§ **Data provided**:
────────────────
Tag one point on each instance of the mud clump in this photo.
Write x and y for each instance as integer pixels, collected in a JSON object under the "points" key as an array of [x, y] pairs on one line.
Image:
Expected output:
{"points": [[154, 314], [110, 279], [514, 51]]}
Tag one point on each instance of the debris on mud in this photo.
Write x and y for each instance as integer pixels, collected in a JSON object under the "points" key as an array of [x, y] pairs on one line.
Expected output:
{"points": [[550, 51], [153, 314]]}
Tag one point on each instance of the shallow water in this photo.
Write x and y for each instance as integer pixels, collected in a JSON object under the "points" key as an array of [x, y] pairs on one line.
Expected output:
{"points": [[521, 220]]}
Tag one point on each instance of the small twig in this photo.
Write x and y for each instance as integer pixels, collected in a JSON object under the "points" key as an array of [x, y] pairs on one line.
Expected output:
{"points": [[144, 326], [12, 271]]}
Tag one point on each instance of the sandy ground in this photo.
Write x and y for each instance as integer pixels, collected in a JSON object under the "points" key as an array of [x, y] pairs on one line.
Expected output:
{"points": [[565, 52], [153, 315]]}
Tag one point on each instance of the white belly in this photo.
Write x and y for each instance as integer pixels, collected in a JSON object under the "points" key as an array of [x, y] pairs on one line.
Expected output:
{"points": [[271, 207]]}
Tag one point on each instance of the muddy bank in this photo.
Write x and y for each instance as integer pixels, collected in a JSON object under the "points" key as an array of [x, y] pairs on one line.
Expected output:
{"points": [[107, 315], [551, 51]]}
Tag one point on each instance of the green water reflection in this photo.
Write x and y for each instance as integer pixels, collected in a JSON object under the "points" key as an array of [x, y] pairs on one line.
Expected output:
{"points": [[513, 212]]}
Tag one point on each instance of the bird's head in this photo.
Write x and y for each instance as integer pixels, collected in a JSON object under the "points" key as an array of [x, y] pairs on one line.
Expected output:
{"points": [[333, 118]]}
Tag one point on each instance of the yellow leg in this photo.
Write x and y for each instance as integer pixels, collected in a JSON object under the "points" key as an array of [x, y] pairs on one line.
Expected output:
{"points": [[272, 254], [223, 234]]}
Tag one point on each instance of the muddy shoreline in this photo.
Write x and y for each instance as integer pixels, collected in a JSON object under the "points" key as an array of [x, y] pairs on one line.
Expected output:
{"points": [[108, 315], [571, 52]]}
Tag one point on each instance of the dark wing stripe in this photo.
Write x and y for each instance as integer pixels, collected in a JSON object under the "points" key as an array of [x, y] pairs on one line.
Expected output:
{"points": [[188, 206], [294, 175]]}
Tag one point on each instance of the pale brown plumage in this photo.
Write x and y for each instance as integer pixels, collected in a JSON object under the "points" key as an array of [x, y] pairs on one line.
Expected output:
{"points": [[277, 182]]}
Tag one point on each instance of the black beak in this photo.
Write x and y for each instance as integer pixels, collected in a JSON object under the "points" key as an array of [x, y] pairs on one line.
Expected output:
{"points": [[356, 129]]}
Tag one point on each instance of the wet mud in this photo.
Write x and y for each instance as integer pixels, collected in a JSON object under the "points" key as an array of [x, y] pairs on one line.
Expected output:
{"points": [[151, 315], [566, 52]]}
────────────────
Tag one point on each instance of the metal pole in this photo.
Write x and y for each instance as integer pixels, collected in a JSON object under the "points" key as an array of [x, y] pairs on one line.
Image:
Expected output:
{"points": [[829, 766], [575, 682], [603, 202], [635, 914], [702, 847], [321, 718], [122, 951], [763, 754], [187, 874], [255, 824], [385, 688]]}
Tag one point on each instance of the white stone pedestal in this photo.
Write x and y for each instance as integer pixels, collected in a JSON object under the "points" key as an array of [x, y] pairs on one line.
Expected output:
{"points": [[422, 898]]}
────────────────
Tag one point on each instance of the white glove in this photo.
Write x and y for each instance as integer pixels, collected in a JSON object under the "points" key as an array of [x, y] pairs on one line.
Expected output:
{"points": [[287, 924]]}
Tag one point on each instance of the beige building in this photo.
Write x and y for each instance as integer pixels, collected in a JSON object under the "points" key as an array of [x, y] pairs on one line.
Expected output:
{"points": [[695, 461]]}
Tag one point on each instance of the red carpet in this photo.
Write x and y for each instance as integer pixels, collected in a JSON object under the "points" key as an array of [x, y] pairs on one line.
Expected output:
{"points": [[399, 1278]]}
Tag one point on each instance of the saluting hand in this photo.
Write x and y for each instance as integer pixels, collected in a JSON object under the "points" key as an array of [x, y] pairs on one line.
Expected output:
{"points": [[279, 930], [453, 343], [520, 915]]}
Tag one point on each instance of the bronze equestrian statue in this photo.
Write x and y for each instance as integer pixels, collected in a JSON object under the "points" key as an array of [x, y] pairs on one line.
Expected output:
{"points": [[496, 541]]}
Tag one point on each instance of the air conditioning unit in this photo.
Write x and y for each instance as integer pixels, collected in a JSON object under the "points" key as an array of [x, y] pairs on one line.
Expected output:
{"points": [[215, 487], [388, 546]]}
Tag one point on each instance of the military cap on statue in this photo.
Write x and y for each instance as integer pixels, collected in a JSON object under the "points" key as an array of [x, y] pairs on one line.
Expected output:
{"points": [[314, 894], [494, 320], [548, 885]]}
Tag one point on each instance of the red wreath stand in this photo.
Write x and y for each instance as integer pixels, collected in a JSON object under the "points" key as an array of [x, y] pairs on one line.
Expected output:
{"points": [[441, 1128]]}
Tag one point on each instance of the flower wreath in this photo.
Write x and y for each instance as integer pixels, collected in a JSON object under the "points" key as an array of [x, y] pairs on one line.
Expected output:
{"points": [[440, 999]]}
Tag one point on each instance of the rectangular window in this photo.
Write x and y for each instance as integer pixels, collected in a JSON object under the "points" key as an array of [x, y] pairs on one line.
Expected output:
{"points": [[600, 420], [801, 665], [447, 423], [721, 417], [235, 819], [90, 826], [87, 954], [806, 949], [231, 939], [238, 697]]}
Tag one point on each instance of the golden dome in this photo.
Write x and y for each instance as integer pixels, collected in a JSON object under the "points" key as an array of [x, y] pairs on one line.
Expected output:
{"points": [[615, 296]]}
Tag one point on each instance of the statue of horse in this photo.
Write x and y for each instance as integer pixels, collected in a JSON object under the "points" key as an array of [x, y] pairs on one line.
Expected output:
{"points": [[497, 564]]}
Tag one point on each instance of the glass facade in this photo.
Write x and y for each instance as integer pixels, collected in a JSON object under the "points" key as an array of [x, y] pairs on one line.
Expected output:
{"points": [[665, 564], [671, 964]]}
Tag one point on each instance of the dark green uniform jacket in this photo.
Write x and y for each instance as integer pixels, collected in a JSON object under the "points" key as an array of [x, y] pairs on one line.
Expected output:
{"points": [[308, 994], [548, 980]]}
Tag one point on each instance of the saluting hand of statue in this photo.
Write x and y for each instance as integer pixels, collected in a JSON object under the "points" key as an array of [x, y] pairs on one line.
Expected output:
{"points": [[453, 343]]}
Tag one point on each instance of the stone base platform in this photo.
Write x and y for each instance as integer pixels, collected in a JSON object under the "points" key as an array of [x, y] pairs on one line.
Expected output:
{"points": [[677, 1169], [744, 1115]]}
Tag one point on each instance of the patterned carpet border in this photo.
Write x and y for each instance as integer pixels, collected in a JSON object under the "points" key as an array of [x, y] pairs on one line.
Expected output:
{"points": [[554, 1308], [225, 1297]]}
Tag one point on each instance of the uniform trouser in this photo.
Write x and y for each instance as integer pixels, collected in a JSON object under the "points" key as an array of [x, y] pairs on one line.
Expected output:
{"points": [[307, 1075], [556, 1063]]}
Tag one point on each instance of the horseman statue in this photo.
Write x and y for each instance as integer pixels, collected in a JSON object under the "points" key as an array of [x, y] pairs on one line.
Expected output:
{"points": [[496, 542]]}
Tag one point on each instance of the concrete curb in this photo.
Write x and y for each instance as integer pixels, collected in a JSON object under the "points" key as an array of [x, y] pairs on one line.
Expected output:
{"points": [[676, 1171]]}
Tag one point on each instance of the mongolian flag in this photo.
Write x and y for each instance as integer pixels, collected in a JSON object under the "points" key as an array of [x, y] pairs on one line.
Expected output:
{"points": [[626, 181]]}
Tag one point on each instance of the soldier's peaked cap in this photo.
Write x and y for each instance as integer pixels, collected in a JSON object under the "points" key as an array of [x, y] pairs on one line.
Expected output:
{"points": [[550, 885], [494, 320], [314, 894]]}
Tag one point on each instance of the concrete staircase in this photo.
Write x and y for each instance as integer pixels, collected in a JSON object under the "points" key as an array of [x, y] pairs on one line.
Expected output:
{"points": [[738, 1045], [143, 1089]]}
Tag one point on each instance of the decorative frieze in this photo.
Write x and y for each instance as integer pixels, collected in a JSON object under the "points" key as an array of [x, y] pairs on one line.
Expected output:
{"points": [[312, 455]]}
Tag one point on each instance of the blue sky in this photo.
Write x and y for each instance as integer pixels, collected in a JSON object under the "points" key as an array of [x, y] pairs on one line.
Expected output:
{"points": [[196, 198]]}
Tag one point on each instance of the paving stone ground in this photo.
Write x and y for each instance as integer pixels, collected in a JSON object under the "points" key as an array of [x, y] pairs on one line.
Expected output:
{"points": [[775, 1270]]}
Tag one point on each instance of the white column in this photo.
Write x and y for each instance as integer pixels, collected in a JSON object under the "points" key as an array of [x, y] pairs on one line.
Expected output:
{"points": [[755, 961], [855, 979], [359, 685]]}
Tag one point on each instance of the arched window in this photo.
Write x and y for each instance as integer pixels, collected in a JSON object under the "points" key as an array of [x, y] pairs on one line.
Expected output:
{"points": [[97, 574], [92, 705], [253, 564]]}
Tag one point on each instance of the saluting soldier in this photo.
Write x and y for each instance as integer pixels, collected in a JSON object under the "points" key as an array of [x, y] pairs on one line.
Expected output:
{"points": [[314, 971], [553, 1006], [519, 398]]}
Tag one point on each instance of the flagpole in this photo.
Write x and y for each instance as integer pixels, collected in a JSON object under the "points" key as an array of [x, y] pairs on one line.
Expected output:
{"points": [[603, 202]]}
────────────────
Extract, from the material above, each line holding the word "statue".

§ **Response to this exercise**:
Tag one point on each instance of the bronze equestrian statue in this photo.
Tag one point on each instance of the military cap on statue in this photo.
Tag one point on each instance of the statue of horse in this photo.
Tag one point on each instance of the saluting hand of statue in this photo.
Tag one point on each instance of the horseman statue in this photo.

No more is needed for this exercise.